§ EXERCISE BRIEF
Pick out and copy every line in the material below that contains the string "plastic". Case counts.

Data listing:
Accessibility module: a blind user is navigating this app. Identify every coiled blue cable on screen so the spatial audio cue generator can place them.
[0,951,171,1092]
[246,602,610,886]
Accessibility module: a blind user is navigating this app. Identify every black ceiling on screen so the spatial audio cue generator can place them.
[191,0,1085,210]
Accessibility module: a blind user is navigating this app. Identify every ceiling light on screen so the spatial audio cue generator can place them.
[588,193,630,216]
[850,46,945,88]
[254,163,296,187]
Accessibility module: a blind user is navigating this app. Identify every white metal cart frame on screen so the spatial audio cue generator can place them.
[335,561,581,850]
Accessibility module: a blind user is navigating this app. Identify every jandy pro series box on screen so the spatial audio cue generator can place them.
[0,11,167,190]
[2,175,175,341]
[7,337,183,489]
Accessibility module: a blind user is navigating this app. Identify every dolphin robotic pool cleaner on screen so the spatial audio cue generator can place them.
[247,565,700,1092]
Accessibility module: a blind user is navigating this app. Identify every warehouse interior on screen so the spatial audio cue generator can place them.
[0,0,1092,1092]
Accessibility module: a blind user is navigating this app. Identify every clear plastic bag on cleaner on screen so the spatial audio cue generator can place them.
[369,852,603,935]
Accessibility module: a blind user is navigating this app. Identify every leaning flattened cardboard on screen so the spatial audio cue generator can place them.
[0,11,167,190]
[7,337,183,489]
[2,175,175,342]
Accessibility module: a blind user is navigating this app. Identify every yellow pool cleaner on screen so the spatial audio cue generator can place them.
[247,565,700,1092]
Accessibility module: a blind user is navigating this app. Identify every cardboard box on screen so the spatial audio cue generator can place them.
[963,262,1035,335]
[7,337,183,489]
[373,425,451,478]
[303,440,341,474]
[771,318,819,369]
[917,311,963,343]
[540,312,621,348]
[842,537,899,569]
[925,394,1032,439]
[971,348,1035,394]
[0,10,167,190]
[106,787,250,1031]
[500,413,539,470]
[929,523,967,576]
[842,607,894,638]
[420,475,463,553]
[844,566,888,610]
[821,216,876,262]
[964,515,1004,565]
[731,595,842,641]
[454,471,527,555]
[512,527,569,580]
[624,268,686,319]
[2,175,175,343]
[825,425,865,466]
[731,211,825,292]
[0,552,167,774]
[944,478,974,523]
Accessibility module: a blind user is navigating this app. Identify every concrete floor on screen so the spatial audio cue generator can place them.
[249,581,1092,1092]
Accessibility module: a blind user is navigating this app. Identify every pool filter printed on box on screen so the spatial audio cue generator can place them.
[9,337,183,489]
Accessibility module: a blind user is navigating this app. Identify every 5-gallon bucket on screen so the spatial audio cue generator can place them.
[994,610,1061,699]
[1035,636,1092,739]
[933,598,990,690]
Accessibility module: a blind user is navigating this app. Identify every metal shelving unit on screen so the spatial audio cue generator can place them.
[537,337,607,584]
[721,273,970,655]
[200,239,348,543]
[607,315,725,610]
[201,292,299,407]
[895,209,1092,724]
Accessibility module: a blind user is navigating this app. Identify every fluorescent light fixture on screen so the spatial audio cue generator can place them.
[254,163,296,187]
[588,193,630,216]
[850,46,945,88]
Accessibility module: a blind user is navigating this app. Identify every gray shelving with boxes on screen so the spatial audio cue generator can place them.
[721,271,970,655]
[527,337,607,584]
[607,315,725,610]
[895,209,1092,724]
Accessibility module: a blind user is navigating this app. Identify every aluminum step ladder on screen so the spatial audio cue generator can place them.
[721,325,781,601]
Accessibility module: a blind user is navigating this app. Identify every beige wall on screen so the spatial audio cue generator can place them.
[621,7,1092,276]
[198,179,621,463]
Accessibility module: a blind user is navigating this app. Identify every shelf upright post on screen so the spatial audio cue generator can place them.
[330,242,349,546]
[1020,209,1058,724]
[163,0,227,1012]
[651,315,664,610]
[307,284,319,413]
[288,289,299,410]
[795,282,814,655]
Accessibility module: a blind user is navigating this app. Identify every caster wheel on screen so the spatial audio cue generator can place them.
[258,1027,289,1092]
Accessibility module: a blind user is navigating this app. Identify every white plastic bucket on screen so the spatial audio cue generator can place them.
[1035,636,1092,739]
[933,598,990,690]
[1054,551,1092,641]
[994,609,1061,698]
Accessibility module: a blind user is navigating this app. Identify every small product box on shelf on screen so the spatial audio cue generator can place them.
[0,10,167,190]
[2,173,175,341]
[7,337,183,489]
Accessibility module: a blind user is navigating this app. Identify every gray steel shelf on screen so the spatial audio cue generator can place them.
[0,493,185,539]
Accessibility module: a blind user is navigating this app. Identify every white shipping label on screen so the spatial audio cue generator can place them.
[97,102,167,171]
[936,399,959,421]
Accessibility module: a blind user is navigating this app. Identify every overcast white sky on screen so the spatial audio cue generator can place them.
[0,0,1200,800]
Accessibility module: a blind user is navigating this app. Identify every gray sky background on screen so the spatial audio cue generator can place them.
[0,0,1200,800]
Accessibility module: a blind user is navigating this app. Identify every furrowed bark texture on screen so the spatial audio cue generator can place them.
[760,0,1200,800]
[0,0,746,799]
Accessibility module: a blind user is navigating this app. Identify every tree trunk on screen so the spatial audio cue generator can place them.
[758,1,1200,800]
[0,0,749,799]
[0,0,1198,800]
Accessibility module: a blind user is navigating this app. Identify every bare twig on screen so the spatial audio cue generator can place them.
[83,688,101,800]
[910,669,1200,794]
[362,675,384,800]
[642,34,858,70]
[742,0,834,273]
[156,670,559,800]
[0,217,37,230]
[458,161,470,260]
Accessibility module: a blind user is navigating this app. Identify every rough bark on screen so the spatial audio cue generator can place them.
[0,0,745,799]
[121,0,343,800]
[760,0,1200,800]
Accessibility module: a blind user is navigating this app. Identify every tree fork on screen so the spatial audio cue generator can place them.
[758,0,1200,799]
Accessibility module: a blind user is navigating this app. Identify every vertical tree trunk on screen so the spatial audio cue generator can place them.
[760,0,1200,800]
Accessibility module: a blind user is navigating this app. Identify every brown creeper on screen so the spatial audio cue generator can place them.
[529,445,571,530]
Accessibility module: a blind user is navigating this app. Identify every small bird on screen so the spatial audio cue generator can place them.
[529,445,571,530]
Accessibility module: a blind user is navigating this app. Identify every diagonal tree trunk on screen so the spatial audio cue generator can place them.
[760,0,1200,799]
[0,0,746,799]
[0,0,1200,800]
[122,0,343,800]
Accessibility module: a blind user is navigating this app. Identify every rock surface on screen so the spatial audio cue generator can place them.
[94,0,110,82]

§ ANSWER IN FULL
Accessibility module: a blind user is navigating this app. Identify every clear plastic bag on cleaner on screen so the spatial audio cue generator can place them.
Accessibility module: a blind user is navigating this app. Identify every white plastic bucket on screen so the spatial audio cue generator can place them.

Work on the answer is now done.